This is an updated version of a post originally published in May 2010.
We moved to a new town the spring my son was 15-months-old. So began my adventures in mommy-dating. I hated mommy-dating, but without a job to go to I had no other way of meeting new people. If you’ve never had to mommy-date, consider yourself lucky.
Mommy-dating is just like real-dating, except the scene unfolds at the playground, (or supermarket, library, museum, etc,) instead of a bar. I paid a little more attention to my appearance, and Luke’s, making sure we were both at least mostly clean. Ever on the hunt, I’d scan my surroundings for “attractive” moms.
What makes a potential mom-friend attractive? First, her kid’s age – no matter how cool a mom of a 6-month-old seems, there’s no way she wants to hang out with my wild toddler. Next, she needs to look kind of like me (effort-wise) – I’m not going to be bffs with a fancy mom. Finally, the hover test – if she lets her child roam more than two steps away from her, game on. So, with my sights set on new mom friends, I hit the “singles” scene.

- _Information provided_
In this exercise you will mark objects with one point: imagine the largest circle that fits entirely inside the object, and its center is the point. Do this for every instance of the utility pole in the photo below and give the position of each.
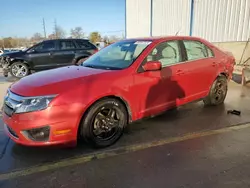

- _Tasks to carry out_
a – List the three things that, according to the post about mommy-dating, make a potential mom-friend attractive.
b – In the post about mommy-dating, how old was the writer's son when the family moved to a new town?
c – Continue the post about mommy-dating from where it stops.

- _Expected answers_
a –
- Her kid's age
- Looking kind of like the writer in terms of effort
- Passing the hover test by letting her child roam more than two steps away

b – He was 15 months old.

c –
Just like real-dating, I had to put myself out there: I made eye contact; I was approachable; I was friendly; I visited the same places again and again, so I could see the same moms again and again; I made idle conversation with everyone; I introduced myself; I asked for phone numbers. All of this was entirely against my inherently unfriendly nature and I found it exhausting. Worst part: I had an unreliable wing-man. Luke could be completely disarming, or he could throw sand in your kid’s eyes. I never knew which Luke I’d get until it was too late.
In many ways, I think real-dating is less awkward than mommy-dating. With real-dating, the whole pick-up process is expected and normal. Between moms at the playground it’s odd. It’s weird to go from chatting idly about the kids in the sandbox to, “Sooo, maybe I can get your number and we can do this again sometime…?” Truly awful. I’d come home from the park depressed because I hadn’t plucked up the courage to get cool mom’s number, and she hadn’t ask for mine. I’d go weeks hoping to run into her again.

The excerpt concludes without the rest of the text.